*WHAT THE TASK REQUIRES*
Copy the material word for word, from its beginning up to and including the line containing "negative clicks: (313, 366) (348, 325)". Leave the pictures out of your copy.

*Stored data entries*
____________________

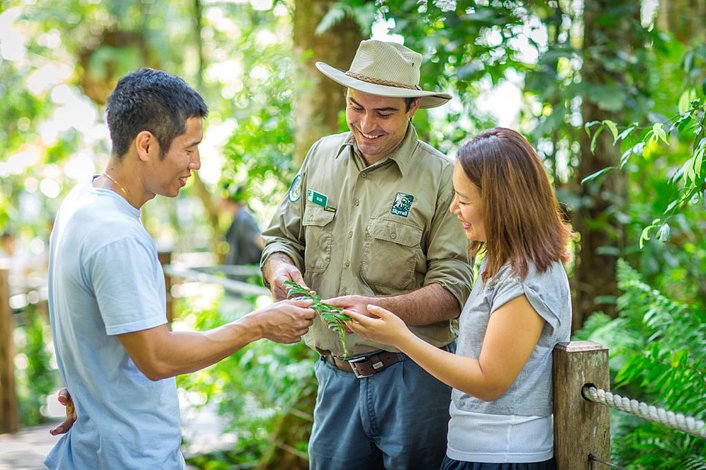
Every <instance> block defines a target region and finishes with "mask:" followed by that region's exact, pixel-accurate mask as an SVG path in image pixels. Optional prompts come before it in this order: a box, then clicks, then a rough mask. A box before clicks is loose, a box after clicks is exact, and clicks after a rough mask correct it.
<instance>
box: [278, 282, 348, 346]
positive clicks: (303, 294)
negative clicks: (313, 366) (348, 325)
mask: <svg viewBox="0 0 706 470" xmlns="http://www.w3.org/2000/svg"><path fill="white" fill-rule="evenodd" d="M284 285H285V286H287V287H289V290H288V291H287V298H288V299H291V298H293V297H304V298H308V299H311V301H312V304H311V308H312V309H313V310H314V311H315V312H316V313H317V314H318V315H319V316H320V317H321V318H322V319H323V320H324V321H325V322H326V324H327V326H328V328H329V329H330V330H331V331H334V332H336V333H337V334H338V339H339V340H340V341H341V347H342V348H343V357H347V356H348V348H347V347H346V326H345V324H344V322H346V321H350V319H351V318H350V317H349V316H348V315H346V314H345V313H341V312H342V311H343V309H342V308H339V307H334V306H333V305H329V304H327V303H324V302H321V296H319V295H317V294H312V291H309V290H308V289H305V288H304V287H302V286H300V285H299V284H297V283H296V282H293V281H284Z"/></svg>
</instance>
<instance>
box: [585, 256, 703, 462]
mask: <svg viewBox="0 0 706 470" xmlns="http://www.w3.org/2000/svg"><path fill="white" fill-rule="evenodd" d="M618 281H619V284H618V285H619V287H620V289H621V290H622V291H623V294H622V295H621V296H620V298H619V299H618V309H619V311H620V315H619V317H618V318H617V319H615V320H612V321H611V320H610V319H609V318H608V317H606V316H604V315H594V316H592V317H591V318H590V319H589V321H588V322H586V324H585V326H584V329H583V330H582V331H581V332H580V334H579V335H577V336H578V337H584V338H590V339H592V340H594V341H598V342H601V343H602V344H605V345H607V346H608V347H609V348H610V351H611V360H610V367H611V373H612V375H613V378H614V379H613V381H614V388H616V389H617V390H618V393H620V394H625V395H627V396H629V397H630V398H634V399H637V400H640V401H645V402H647V403H649V404H652V405H655V406H659V407H663V408H665V409H667V410H671V411H674V412H678V413H683V414H686V415H690V416H693V417H694V418H697V419H704V418H706V409H705V408H704V407H703V404H704V403H706V348H705V347H704V346H705V345H706V308H704V305H703V304H693V305H687V304H684V303H680V302H676V301H674V300H672V299H670V298H668V297H667V296H665V295H664V294H663V293H661V292H659V291H657V290H656V289H653V288H652V287H650V286H649V285H647V284H645V282H644V281H643V280H642V276H641V275H640V274H639V273H638V272H637V271H635V270H634V269H632V268H631V267H629V266H628V265H627V263H625V262H624V261H621V262H620V263H619V264H618ZM612 427H613V429H612V434H611V437H612V439H613V442H612V445H611V447H612V452H613V463H616V464H618V465H620V466H623V467H626V468H651V469H652V468H654V469H672V468H699V467H698V465H700V464H703V456H704V455H706V441H704V440H703V439H699V438H697V437H695V436H691V435H688V434H685V433H682V432H679V431H675V430H672V429H670V428H667V427H665V426H662V425H658V424H655V423H651V422H649V421H645V420H642V419H639V418H635V417H632V416H630V415H626V414H624V413H622V412H615V413H613V420H612ZM689 466H691V467H689Z"/></svg>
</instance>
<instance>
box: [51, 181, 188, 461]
mask: <svg viewBox="0 0 706 470" xmlns="http://www.w3.org/2000/svg"><path fill="white" fill-rule="evenodd" d="M164 289H165V288H164V275H163V272H162V268H161V265H160V263H159V260H158V258H157V250H156V248H155V245H154V242H153V240H152V238H151V237H150V236H149V234H148V233H147V231H146V230H145V228H144V227H143V225H142V223H141V221H140V211H139V210H138V209H135V208H134V207H132V206H131V205H130V204H128V203H127V201H125V199H123V198H122V197H120V196H119V195H118V194H116V193H114V192H113V191H109V190H106V189H97V188H93V187H92V185H91V183H90V182H87V183H85V184H82V185H80V186H78V187H76V188H74V190H73V191H72V192H71V193H70V194H69V195H68V196H67V198H66V200H65V201H64V202H63V203H62V205H61V208H60V210H59V213H58V215H57V218H56V221H55V225H54V230H53V231H52V236H51V242H50V258H49V313H50V319H51V326H52V334H53V337H54V346H55V348H56V353H57V361H58V365H59V372H60V374H61V378H62V380H63V381H64V383H65V384H66V387H67V388H68V390H69V392H70V393H71V396H72V398H73V400H74V403H75V405H76V412H77V414H78V420H77V421H76V423H74V425H73V427H72V428H71V430H70V431H69V432H68V433H67V434H65V435H64V436H62V437H61V439H60V440H59V441H58V442H57V444H56V446H55V447H54V448H53V449H52V451H51V452H50V454H49V455H48V456H47V458H46V461H45V464H46V465H47V466H48V467H49V468H52V469H54V468H61V469H74V468H76V469H86V468H106V469H107V468H110V469H137V468H155V469H156V468H159V469H183V468H184V467H185V463H184V458H183V456H182V454H181V450H180V445H181V432H180V428H179V405H178V398H177V391H176V382H175V379H174V378H169V379H165V380H159V381H154V382H153V381H151V380H149V379H148V378H147V377H145V375H144V374H142V372H140V371H139V370H138V369H137V367H136V366H135V364H134V362H133V361H132V359H130V357H129V356H128V354H127V352H126V351H125V349H124V348H123V346H122V344H121V343H120V341H119V339H118V338H117V336H116V335H119V334H123V333H129V332H134V331H140V330H144V329H149V328H153V327H155V326H158V325H162V324H164V323H166V321H167V320H166V299H165V290H164Z"/></svg>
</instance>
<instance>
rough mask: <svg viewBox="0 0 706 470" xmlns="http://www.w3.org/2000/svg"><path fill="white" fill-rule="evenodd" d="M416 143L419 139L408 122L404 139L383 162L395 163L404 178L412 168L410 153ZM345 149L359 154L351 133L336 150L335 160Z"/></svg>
mask: <svg viewBox="0 0 706 470" xmlns="http://www.w3.org/2000/svg"><path fill="white" fill-rule="evenodd" d="M418 141H419V138H418V137H417V131H416V130H415V129H414V126H413V125H412V122H411V121H410V123H409V125H408V126H407V133H406V134H405V136H404V139H402V143H401V144H400V145H399V147H397V149H396V150H394V151H393V152H392V153H391V154H390V155H388V156H387V158H386V159H385V160H383V161H387V160H392V161H393V162H395V164H397V167H398V168H399V169H400V173H402V176H405V174H406V173H407V172H408V171H409V170H410V168H411V166H412V153H413V152H414V150H415V149H416V147H417V143H418ZM347 148H350V151H351V152H357V153H360V152H358V147H357V146H356V144H355V138H354V137H353V133H352V132H349V133H348V136H346V138H345V140H344V141H343V143H342V144H341V146H340V147H339V148H338V151H337V152H336V158H338V157H339V156H341V154H343V151H344V150H345V149H347Z"/></svg>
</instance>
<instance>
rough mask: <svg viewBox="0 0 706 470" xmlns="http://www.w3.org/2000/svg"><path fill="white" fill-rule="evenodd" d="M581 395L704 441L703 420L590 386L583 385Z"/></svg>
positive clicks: (607, 406) (611, 407) (621, 410)
mask: <svg viewBox="0 0 706 470" xmlns="http://www.w3.org/2000/svg"><path fill="white" fill-rule="evenodd" d="M581 394H582V395H583V397H584V398H585V399H586V400H589V401H592V402H594V403H600V404H602V405H605V406H607V407H609V408H615V409H617V410H620V411H623V412H625V413H630V414H632V415H635V416H639V417H641V418H643V419H646V420H648V421H652V422H654V423H659V424H663V425H665V426H669V427H670V428H673V429H676V430H678V431H683V432H686V433H689V434H691V435H694V436H698V437H701V438H702V439H706V423H705V422H704V421H703V420H700V419H696V418H693V417H691V416H686V415H684V414H682V413H674V412H673V411H667V410H665V409H663V408H659V407H656V406H654V405H648V404H647V403H644V402H641V401H637V400H631V399H630V398H627V397H622V396H620V395H617V394H614V393H611V392H606V391H605V390H603V389H599V388H596V387H594V386H592V385H584V387H583V389H582V390H581Z"/></svg>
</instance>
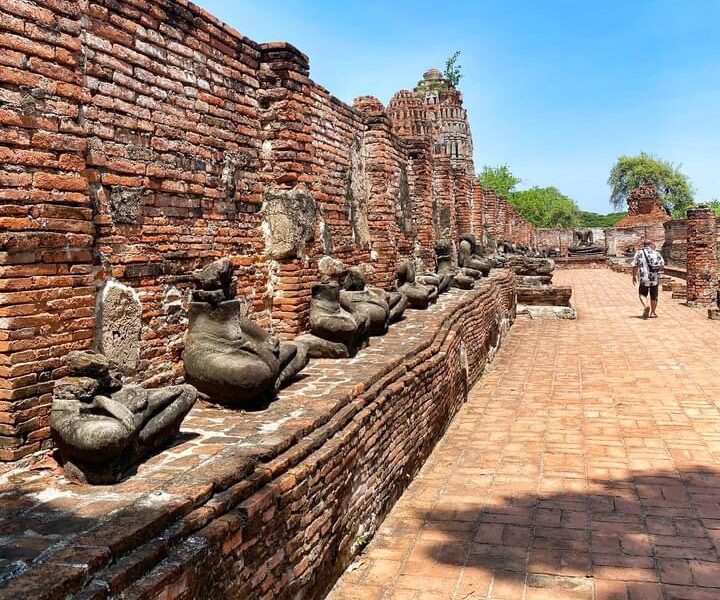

____________________

*ANSWER AREA*
Every <instance> block defines a target region and finishes with "mask:" followed by that region's exact, pixel-accurate mask as an SVG path in image pixels. Optional prompts come before it in this order: a box, then clicks, then a rough mask. A box before clicks is loose, a box after clicks is exact, and clicks after a rough mask correct it.
<instance>
box: [278, 282, 348, 346]
positive clicks: (303, 294)
negative clicks: (313, 366) (348, 325)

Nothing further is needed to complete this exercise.